What this exercise asks ::
[1] In the text on speech perception, what is the main reason that the specific formant frequencies of the same word differ between individuals?
[2] Quote the text on speech perception word for word, starting with "One problem with" and going on through "the generating process.".
** Reading passage follows **
Human audio perception is based on detecting the frequency components, which we detect via what amounts to a filter bank in the inner ear (different length hairs with different resonant frequencies).
Speech perception builds upon frequencies and is based on "formants" - the frequency bands that are attentuated via the vocal tract resonances created by articulation when the speech was generated. More specifically, most speech information is contained in formant changes since these correspond to articulatory changes. There are also other articulatory artifacts in speech such as the onsets of speech energy corresponding to plosives ("puh", "buh"), and the high frequencies generated by fricatives like "sss".
One problem with embedding MP3 frames as audio tokens would be that although MP3 compression is based on frequency representation, you've then got quantization, huffman encoding and the MP3 frame structure all on top of that, so the frame as a whole is going to be more of a black box. Presumably a transformer could still use MP3 frames to predict the text transcription, or any arbitrary encoding of speech audio for that matter (similar to how an LLM can predict text from Base64 representation, or vice versa), but it's certainly not making it easier if the input is obfuscating the frequency components and formants etc that correspond to the generating process.
Not having direct access to the frequency/formant information is also going to make generalization more difficult since that is based around formant structure and changes. When articulating the same word, the specific formant frequencies will differ between individuals, primarily based on vocal tract length, but humans have no problem generalizing across these and understanding speech from different individuals. I'm not sure if an LLM only trained to predict MP3 speech from, say, male adults, would necessarily have generalized enough to also be able to recognize child speech or that from a speech synthesizer.
** End of Reading passage **
** Raw data follows **
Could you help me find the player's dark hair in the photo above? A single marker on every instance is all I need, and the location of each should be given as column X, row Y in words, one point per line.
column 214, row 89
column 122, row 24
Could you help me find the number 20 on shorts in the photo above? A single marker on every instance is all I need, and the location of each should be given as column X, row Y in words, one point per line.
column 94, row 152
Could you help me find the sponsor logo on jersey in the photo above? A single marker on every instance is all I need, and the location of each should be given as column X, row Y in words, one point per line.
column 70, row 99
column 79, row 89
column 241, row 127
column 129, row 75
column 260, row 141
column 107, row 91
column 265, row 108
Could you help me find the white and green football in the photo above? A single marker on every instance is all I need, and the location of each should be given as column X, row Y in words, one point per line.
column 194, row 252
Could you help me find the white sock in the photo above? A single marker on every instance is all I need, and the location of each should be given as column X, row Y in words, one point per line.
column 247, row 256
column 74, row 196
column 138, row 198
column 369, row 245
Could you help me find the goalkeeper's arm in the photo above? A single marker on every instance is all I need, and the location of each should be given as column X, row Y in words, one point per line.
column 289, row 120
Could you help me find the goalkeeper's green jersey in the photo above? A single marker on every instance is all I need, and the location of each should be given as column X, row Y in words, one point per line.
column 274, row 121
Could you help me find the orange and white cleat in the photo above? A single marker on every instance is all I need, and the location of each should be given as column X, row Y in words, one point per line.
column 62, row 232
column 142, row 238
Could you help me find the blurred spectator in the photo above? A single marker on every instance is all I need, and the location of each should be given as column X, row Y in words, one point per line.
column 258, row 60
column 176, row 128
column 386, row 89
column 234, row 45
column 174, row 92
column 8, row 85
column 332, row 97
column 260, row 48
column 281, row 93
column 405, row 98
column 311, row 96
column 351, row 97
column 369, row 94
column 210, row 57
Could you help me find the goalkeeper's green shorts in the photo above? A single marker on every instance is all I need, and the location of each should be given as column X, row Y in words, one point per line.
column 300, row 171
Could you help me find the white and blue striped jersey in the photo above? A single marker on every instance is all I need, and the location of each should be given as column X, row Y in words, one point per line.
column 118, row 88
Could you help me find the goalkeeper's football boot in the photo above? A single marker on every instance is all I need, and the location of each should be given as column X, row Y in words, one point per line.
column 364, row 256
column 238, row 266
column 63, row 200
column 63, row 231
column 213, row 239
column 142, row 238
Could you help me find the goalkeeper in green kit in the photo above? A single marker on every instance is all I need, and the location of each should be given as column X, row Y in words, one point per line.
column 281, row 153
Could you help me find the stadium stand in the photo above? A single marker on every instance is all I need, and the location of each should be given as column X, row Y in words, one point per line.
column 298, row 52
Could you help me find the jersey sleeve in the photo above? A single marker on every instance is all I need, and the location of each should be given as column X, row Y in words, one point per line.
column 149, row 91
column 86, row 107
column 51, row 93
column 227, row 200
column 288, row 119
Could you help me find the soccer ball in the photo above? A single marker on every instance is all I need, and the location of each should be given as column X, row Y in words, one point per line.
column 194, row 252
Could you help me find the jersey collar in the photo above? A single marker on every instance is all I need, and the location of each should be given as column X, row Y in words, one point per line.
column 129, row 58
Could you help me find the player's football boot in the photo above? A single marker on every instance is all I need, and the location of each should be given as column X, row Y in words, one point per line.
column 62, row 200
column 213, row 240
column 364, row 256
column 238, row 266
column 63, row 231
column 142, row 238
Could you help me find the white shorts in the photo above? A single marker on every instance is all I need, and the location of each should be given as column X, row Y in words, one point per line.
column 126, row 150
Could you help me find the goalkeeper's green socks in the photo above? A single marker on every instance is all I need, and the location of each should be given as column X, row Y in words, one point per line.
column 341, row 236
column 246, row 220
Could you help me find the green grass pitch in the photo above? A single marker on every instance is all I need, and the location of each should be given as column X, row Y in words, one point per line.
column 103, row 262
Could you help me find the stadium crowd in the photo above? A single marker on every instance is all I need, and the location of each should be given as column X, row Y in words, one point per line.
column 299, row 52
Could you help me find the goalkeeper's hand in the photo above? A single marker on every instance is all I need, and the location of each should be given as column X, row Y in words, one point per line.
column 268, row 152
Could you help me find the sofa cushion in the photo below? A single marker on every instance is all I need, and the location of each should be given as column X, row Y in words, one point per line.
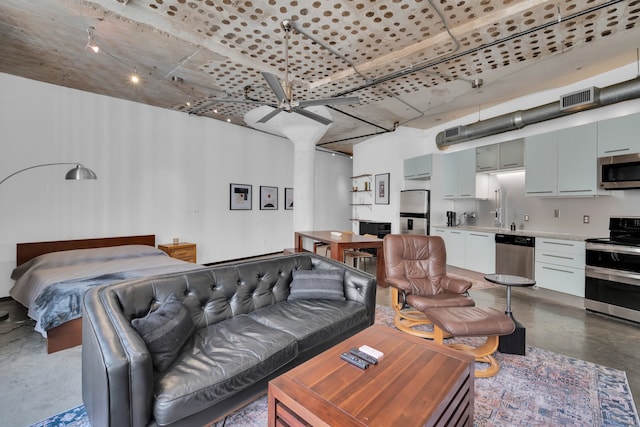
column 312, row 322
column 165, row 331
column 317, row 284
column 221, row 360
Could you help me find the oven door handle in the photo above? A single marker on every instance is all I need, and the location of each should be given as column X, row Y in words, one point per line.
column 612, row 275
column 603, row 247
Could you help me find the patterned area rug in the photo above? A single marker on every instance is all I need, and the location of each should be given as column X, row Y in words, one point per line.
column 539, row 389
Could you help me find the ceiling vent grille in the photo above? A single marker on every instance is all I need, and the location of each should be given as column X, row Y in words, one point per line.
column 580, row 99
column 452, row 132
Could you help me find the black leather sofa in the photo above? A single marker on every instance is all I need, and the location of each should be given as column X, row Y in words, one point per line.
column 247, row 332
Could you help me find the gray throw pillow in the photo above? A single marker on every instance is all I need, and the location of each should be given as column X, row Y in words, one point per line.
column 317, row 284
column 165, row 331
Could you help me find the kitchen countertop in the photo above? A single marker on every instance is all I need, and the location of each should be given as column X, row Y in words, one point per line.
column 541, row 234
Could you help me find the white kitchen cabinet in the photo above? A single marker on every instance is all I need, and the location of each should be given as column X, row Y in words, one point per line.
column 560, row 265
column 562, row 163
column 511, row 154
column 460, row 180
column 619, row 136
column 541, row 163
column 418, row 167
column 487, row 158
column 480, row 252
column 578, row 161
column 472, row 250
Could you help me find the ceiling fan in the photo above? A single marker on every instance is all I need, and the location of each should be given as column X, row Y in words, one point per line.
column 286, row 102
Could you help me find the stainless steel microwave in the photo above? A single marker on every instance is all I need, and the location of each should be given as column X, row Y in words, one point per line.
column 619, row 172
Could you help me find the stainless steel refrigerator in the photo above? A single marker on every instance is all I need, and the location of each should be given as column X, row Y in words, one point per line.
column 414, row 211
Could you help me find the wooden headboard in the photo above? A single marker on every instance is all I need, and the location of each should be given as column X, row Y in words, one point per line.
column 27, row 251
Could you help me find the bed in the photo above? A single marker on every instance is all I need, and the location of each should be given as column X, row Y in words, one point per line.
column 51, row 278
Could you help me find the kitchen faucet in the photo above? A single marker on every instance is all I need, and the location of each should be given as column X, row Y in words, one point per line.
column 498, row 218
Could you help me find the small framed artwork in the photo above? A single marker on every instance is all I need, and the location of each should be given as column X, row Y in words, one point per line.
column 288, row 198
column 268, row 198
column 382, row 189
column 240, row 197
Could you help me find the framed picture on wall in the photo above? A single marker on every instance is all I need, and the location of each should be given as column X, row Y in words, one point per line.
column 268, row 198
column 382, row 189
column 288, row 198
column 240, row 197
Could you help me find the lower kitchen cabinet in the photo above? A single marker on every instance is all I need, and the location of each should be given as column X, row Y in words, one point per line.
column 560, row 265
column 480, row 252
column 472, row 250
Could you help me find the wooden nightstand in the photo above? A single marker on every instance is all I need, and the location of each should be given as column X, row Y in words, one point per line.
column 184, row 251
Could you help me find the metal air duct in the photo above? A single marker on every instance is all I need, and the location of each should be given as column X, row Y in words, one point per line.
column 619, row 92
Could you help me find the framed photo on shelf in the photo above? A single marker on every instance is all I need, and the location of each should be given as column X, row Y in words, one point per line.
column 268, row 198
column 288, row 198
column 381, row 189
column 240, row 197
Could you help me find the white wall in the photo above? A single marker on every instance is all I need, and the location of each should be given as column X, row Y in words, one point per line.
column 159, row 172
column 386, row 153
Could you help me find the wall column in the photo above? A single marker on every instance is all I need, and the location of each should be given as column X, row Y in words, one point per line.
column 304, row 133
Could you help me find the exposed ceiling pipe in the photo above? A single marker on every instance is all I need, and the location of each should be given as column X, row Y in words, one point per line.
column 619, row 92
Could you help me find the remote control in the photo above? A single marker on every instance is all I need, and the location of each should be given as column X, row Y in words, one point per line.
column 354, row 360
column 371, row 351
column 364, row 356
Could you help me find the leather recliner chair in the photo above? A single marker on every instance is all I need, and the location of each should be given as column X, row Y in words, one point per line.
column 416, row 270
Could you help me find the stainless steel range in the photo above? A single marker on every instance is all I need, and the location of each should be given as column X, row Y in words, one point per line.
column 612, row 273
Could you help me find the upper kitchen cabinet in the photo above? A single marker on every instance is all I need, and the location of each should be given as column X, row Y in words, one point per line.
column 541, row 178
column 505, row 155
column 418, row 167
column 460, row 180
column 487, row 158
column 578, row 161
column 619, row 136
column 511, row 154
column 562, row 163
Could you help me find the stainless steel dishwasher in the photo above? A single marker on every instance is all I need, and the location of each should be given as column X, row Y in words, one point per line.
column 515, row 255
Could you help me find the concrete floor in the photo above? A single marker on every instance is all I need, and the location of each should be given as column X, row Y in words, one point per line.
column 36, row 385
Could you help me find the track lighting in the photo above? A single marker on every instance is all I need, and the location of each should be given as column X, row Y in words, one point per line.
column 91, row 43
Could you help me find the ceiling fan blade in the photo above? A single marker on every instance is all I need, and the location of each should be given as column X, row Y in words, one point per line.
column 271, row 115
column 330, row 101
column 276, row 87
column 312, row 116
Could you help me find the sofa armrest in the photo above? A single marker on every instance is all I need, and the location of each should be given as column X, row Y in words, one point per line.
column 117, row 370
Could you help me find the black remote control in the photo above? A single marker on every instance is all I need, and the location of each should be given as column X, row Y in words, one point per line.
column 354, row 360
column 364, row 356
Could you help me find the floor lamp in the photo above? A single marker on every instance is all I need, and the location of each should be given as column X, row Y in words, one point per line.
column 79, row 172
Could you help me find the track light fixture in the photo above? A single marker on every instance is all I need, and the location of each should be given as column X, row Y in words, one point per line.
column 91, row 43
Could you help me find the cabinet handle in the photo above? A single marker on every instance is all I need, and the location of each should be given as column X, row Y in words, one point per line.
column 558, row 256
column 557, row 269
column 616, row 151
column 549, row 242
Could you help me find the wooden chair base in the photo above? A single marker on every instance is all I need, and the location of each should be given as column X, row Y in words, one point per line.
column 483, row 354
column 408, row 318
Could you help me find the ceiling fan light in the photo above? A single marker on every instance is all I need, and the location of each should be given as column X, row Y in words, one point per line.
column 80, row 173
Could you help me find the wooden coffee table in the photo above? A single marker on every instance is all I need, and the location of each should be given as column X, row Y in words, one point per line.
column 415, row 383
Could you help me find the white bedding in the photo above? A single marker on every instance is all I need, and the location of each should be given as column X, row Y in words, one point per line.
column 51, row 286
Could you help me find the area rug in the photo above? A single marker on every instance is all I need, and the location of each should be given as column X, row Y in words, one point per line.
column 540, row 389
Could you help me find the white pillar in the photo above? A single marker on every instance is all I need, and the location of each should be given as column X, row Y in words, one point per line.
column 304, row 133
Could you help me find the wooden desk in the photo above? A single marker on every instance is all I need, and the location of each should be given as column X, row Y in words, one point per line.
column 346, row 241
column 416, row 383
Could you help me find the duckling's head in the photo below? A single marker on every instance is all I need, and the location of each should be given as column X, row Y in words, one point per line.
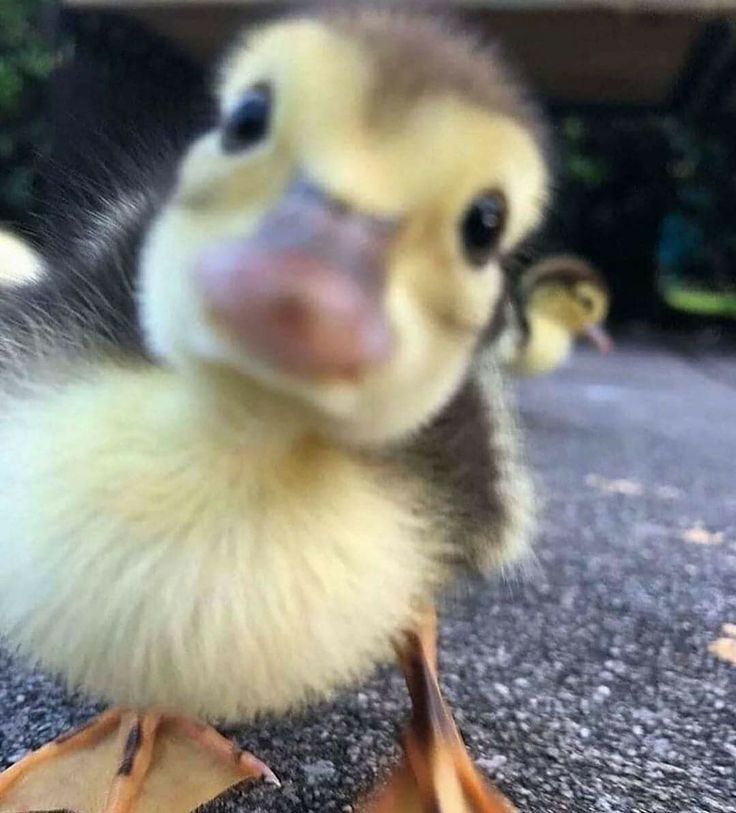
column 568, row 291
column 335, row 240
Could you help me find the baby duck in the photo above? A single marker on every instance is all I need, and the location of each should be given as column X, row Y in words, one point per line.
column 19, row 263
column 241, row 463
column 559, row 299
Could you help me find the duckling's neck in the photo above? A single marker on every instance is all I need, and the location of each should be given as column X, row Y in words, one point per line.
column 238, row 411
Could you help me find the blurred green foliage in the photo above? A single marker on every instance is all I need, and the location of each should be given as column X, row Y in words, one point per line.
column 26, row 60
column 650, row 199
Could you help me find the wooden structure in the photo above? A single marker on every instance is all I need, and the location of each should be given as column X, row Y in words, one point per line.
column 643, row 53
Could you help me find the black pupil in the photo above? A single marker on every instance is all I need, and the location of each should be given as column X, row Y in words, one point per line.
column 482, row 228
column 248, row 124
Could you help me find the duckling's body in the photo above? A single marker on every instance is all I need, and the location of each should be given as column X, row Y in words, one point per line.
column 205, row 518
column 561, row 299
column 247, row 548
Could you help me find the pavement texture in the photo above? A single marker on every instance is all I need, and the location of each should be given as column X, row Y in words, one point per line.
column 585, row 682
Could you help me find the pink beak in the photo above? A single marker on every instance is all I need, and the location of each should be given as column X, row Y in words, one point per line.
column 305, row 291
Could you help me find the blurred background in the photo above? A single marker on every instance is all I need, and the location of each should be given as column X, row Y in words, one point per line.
** End of Raw data **
Answers to the exercises ::
[1] Vocal tract length.

[2]
One problem with embedding MP3 frames as audio tokens would be that although MP3 compression is based on frequency representation, you've then got quantization, huffman encoding and the MP3 frame structure all on top of that, so the frame as a whole is going to be more of a black box. Presumably a transformer could still use MP3 frames to predict the text transcription, or any arbitrary encoding of speech audio for that matter (similar to how an LLM can predict text from Base64 representation, or vice versa), but it's certainly not making it easier if the input is obfuscating the frequency components and formants etc that correspond to the generating process.